• Problem:
Reproduce the lines below exactly, starting at the one containing "Would you please tag the red suspension" and stopping at the final line.

• The data:

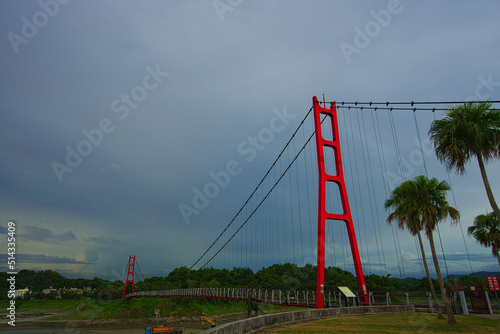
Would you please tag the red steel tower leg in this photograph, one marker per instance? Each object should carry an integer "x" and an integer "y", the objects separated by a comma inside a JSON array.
[
  {"x": 323, "y": 215},
  {"x": 130, "y": 273}
]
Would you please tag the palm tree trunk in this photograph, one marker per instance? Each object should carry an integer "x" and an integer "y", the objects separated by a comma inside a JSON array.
[
  {"x": 433, "y": 291},
  {"x": 447, "y": 305},
  {"x": 489, "y": 193}
]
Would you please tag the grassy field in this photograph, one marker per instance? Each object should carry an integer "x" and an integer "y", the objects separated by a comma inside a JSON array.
[
  {"x": 87, "y": 309},
  {"x": 392, "y": 323}
]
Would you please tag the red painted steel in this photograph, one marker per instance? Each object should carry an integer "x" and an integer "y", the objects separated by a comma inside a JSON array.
[
  {"x": 130, "y": 271},
  {"x": 323, "y": 215}
]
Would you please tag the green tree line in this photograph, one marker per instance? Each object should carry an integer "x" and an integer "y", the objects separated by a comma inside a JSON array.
[{"x": 279, "y": 276}]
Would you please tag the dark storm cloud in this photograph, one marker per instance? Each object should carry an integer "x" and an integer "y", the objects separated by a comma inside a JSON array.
[
  {"x": 41, "y": 234},
  {"x": 40, "y": 258}
]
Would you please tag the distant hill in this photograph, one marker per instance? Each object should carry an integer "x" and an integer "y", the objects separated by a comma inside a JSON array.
[{"x": 480, "y": 274}]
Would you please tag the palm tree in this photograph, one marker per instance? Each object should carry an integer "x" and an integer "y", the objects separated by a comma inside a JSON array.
[
  {"x": 406, "y": 215},
  {"x": 486, "y": 231},
  {"x": 466, "y": 131},
  {"x": 426, "y": 206}
]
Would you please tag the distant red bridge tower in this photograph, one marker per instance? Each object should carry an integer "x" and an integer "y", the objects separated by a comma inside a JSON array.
[{"x": 130, "y": 274}]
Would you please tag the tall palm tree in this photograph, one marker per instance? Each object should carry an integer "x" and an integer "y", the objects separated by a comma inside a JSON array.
[
  {"x": 426, "y": 204},
  {"x": 406, "y": 216},
  {"x": 466, "y": 131},
  {"x": 486, "y": 230}
]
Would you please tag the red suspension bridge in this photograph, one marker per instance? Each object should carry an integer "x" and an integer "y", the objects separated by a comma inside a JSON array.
[{"x": 279, "y": 221}]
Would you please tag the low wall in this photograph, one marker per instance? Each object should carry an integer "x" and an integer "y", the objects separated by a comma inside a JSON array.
[{"x": 252, "y": 324}]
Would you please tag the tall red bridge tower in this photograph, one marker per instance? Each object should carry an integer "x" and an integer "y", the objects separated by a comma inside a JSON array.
[{"x": 323, "y": 215}]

• Response to the task:
Would you please tag the red suspension bridge in this photograph, one marker per instance? Each object should carry an integer "x" and an integer "y", the objects separated by a comma inside a JSON array.
[{"x": 279, "y": 221}]
Would you please tag the low wall in this photograph, one marker per instance? Each object should carry an integer "x" and an integer "y", the objects separated by a comma inside a JSON array.
[{"x": 252, "y": 324}]
Would you please tag the tall red bridge tower in this photograph, one marker per instance? Each object should carry an integer "x" and an integer "y", the objects separated by a comma inside a JSON array.
[{"x": 323, "y": 215}]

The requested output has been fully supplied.